■ **Text extract**:

-----

Hint Constructors value.
(** Extending substitution to handle the new syntax of terms is
straightforward. *)
Fixpoint subst (x:id) (s:tm) (t:tm) : tm :=
match t with
| tvar x' =>
if beq_id x x' then s else t
| tapp t1 t2 =>
tapp (subst x s t1) (subst x s t2)
| tabs x' T t1 =>
if beq_id x x' then t else tabs x' T (subst x s t1)
| tnat n =>
t
| tsucc t1 =>
tsucc (subst x s t1)
| tpred t1 =>
tpred (subst x s t1)
| tmult t1 t2 =>
tmult (subst x s t1) (subst x s t2)
| tif0 t1 t2 t3 =>
tif0 (subst x s t1) (subst x s t2) (subst x s t3)
| tunit =>
t
| tref t1 =>
tref (subst x s t1)
| tderef t1 =>
tderef (subst x s t1)
| tassign t1 t2 =>
tassign (subst x s t1) (subst x s t2)
| tloc _ =>
t
end.
Notation "'[' x ':=' s ']' t" := (subst x s t) (at level 20).
(* ################################################################# *)

-----

■ **Data**:
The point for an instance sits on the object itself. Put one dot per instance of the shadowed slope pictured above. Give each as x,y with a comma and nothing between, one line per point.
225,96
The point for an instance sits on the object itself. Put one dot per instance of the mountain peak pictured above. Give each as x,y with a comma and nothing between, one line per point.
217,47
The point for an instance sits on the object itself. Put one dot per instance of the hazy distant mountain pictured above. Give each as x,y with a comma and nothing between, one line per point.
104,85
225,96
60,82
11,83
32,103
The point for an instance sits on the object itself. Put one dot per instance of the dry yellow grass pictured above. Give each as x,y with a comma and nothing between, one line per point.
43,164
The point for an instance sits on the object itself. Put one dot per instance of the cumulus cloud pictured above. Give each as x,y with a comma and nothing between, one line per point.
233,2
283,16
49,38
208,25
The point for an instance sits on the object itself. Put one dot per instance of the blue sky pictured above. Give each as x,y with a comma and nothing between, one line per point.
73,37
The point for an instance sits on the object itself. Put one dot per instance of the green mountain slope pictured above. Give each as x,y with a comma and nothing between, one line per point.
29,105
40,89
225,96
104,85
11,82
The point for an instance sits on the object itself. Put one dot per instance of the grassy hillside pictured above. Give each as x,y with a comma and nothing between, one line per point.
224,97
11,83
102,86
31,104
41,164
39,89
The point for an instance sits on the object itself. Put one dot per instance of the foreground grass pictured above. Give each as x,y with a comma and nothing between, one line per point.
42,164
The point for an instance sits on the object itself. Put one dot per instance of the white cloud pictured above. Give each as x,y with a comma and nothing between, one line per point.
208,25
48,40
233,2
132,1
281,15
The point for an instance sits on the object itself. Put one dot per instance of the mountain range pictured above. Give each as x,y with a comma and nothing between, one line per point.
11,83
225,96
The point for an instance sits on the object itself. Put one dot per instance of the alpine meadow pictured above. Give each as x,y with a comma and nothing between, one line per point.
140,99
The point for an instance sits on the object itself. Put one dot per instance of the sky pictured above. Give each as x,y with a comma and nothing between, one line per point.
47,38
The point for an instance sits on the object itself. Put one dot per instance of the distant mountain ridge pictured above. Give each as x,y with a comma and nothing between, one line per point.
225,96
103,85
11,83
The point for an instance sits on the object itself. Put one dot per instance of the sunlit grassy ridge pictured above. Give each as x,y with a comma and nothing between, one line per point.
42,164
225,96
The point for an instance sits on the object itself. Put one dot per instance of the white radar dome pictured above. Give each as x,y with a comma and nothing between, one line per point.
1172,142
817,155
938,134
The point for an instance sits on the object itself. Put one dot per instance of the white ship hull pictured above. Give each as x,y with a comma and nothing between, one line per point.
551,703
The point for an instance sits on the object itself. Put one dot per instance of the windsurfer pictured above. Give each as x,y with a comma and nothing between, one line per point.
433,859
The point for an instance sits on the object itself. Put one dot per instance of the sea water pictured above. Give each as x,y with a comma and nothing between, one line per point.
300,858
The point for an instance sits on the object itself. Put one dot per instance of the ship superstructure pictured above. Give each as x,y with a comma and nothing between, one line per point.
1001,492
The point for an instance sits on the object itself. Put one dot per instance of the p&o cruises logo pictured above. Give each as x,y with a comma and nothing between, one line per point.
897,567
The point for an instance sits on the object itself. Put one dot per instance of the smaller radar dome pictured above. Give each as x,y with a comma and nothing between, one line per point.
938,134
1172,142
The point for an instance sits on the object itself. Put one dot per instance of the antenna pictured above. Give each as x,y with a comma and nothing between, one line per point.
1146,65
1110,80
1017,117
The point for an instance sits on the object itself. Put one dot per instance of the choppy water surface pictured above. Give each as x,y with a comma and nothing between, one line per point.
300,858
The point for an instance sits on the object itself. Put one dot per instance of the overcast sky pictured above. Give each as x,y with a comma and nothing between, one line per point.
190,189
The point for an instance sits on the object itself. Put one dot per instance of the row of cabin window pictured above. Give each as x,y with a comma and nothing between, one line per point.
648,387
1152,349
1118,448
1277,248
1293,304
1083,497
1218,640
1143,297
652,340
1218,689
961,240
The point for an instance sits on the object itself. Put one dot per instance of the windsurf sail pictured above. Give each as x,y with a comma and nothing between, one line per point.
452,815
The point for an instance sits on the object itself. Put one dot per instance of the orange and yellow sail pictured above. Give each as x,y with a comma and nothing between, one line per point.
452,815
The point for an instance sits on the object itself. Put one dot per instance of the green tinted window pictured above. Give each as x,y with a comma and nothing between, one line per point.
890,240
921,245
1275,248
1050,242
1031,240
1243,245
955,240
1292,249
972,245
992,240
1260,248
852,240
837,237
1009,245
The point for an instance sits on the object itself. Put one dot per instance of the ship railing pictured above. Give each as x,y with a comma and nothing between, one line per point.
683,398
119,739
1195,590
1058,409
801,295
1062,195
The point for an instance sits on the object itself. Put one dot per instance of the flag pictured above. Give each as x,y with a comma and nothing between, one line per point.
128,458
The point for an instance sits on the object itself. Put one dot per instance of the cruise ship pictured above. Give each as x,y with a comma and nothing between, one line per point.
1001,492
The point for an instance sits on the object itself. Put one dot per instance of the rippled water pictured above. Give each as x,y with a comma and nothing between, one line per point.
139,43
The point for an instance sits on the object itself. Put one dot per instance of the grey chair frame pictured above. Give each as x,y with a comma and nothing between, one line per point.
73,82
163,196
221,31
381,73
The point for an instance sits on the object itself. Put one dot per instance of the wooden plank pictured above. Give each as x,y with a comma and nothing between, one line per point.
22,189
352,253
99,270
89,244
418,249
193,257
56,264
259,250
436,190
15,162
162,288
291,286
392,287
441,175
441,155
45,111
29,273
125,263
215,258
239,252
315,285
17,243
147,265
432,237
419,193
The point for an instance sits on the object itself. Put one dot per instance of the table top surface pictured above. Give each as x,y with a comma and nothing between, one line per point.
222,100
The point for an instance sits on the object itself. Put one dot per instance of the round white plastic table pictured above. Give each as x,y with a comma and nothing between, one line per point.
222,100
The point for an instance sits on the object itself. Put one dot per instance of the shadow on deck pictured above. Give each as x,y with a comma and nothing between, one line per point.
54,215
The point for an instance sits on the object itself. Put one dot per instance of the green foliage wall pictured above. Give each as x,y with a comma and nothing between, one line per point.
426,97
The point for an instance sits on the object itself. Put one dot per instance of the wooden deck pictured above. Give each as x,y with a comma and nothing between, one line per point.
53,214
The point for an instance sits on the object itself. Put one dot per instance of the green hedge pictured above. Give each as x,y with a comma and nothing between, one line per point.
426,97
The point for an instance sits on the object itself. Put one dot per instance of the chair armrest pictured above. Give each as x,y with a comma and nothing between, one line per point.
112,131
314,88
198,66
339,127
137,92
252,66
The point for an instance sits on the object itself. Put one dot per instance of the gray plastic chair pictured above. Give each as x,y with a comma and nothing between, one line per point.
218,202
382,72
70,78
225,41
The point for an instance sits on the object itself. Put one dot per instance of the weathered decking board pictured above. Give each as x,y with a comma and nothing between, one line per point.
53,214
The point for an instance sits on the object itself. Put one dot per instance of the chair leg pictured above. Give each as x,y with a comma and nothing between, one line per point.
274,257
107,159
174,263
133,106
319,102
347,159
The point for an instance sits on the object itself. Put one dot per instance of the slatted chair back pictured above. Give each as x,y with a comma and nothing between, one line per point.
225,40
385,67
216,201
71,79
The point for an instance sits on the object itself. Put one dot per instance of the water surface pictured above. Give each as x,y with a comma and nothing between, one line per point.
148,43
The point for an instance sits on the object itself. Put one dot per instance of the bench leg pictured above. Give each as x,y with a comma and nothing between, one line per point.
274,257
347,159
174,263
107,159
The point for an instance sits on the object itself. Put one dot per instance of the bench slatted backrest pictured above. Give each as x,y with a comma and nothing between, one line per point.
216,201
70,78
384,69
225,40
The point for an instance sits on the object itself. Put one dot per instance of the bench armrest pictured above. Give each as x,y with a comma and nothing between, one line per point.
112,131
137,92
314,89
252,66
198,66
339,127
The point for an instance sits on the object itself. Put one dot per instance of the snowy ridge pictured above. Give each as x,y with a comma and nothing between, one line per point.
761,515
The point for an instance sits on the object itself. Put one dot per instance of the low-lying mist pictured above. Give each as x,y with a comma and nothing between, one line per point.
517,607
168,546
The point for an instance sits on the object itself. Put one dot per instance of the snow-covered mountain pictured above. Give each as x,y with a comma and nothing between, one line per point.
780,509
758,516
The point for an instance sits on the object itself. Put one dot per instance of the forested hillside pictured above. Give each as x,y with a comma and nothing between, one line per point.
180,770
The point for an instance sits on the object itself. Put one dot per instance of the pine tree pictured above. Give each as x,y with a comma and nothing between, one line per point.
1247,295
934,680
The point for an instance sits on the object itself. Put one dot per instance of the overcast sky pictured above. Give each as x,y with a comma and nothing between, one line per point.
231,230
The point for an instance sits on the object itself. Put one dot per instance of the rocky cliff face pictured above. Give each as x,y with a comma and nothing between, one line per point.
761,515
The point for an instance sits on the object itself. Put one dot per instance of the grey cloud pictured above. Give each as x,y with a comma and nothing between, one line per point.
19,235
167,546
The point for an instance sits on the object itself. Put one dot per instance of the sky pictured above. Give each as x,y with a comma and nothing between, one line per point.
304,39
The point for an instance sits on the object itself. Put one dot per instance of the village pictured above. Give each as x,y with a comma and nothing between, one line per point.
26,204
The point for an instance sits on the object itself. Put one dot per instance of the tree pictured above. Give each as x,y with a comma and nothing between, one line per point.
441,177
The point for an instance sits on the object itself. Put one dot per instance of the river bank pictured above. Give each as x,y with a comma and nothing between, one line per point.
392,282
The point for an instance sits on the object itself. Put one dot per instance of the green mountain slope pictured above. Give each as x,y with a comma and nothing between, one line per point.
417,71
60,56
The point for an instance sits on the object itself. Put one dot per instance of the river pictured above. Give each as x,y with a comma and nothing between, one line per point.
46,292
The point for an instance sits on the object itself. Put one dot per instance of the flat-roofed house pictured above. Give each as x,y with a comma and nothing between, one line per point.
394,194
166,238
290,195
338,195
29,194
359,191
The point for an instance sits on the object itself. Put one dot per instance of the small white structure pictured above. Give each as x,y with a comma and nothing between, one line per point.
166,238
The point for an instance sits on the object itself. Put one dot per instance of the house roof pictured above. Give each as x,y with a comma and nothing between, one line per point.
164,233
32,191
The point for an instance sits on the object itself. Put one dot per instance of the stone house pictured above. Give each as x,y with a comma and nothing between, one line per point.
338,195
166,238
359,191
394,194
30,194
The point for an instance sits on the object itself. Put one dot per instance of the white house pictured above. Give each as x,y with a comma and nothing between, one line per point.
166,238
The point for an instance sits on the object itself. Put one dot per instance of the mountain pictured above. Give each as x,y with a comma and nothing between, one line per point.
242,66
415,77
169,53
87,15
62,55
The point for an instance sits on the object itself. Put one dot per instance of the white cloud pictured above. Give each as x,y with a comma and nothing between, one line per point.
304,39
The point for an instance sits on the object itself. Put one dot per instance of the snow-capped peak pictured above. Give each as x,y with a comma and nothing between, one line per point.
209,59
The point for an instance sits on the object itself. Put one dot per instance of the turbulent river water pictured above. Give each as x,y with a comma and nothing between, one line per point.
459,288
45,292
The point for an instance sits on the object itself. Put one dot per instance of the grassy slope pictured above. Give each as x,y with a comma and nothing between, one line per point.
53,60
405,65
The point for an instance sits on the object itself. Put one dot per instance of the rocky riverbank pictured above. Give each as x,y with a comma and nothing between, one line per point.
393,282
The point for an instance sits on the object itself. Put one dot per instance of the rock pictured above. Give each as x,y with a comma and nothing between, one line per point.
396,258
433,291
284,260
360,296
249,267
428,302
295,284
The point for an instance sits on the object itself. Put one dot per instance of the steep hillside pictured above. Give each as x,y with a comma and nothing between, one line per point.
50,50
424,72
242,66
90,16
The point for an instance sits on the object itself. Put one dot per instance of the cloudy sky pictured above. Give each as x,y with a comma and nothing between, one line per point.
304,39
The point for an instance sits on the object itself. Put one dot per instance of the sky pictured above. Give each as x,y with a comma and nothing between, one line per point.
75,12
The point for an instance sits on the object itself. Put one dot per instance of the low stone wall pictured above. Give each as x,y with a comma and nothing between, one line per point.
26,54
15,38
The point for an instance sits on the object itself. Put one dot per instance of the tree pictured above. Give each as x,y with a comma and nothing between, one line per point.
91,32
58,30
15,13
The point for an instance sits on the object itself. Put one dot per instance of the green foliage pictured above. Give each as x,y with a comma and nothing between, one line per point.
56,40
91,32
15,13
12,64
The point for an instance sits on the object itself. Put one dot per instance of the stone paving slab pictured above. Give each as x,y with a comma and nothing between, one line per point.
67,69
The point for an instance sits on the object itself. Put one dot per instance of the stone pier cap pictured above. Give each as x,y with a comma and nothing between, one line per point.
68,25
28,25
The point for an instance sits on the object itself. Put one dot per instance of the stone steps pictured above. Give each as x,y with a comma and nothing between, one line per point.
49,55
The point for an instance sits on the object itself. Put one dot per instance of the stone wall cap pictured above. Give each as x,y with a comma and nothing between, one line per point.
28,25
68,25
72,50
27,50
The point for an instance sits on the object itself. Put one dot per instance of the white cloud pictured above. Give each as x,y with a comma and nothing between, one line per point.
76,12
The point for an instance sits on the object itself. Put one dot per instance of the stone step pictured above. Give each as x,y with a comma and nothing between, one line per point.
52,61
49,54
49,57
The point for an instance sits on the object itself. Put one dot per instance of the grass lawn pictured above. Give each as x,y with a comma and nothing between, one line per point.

-----

■ **Given problem**: Carry on the Coq text about substitution for terms, picking up after its last line.

■ **Exercise result**:
(** * Pragmatics *)
(* ================================================================= *)
(** ** Side Effects and Sequencing *)
(** The fact that we've chosen the result of an assignment
expression to be the trivial value [unit] allows a nice
abbreviation for _sequencing_. For example, we can write
r:=succ(!r); !r
as an abbreviation for
(\x:Unit. !r) (r:=succ(!r)).
This has the effect of reducing two expressions in order and
returning the value of the second. Restricting the type of the
first expression to [Unit] helps the typechecker to catch some
silly errors by permitting us to throw away the first value only
if it is really guaranteed to be trivial.
Notice that, if the second expression is also an assignment, then
the type of the whole sequence will be [Unit], so we can validly
place it to the left of another [;] to build longer sequences of
assignments:
r:=succ(!r); r:=succ(!r); r:=succ(!r); r:=succ(!r); !r
*)
(** Formally, we introduce sequencing as a _derived form_
[tseq] that expands into an abstraction and an application. *)
Definition tseq t1 t2 :=
tapp (tabs (Id 0) TUnit t2) t1.
(* ================================================================= *)
(** ** References and Aliasing *)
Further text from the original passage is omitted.